:: DETALLES DEL EJERCICIO ::
Explica, según el fragmento sobre la expulsión de los moros, con qué fin se habría realizado la pesquisa judicial que se les ofreció como alternativa a abandonar el país.

Reforzó la guarnición cristiana, y mandó a los moros salir al campo con
pretexto de hacer un alarde, y tan pronto como estuvieron fuera les cerró las
puertas y les obligó a alojarse en los arrabales y caseríos. Dióles después a
escoger entre abandonar el país con su riqueza mobiliaria o quedar sujetos a
una pesquisa judicial para averiguar quiénes habían sido los conjurados y los
instigadores. Ellos optaron unánimemente por la expatriación, y dejaron sus
antiguos hogares trasladándose con cuantos efectos pudieron trasportar a
África o Granada. Las poblaciones que por estos y otros medios quedaban
desiertas de moros iban siendo repobladas por cristianos que de diversas
provincias afluían a ellas.

:: ENTRADAS PROPORCIONADAS ::
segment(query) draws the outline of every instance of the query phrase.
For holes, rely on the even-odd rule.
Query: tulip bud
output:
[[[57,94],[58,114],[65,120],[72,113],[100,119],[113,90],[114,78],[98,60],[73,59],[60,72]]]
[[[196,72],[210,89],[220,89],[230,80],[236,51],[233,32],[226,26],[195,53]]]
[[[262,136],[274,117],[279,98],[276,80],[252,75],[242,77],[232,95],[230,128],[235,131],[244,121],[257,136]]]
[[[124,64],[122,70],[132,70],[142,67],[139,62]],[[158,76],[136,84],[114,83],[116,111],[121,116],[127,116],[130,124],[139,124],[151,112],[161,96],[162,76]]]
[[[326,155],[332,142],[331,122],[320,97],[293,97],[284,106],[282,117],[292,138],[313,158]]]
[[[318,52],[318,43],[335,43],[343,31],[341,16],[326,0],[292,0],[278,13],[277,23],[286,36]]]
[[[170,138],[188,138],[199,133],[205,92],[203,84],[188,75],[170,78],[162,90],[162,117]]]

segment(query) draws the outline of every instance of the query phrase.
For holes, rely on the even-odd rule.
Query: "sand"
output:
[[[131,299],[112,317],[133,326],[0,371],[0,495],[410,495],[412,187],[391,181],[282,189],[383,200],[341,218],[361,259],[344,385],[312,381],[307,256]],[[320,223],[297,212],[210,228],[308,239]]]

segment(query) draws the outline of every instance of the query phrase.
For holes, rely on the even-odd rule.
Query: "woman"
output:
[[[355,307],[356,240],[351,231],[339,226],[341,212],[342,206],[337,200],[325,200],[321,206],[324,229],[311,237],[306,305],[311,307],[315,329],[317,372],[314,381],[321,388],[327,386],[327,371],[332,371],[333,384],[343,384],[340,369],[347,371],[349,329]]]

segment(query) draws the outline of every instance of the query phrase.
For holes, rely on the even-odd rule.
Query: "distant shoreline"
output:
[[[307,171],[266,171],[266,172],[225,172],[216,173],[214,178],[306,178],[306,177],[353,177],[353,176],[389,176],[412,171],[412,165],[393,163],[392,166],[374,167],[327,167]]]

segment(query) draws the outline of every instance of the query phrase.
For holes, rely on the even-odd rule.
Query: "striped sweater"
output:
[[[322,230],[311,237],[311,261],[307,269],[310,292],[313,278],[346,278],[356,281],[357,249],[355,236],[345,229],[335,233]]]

:: RESPUESTA DEL EJERCICIO ::
La pesquisa judicial habría servido para averiguar quiénes habían sido los conjurados y los instigadores.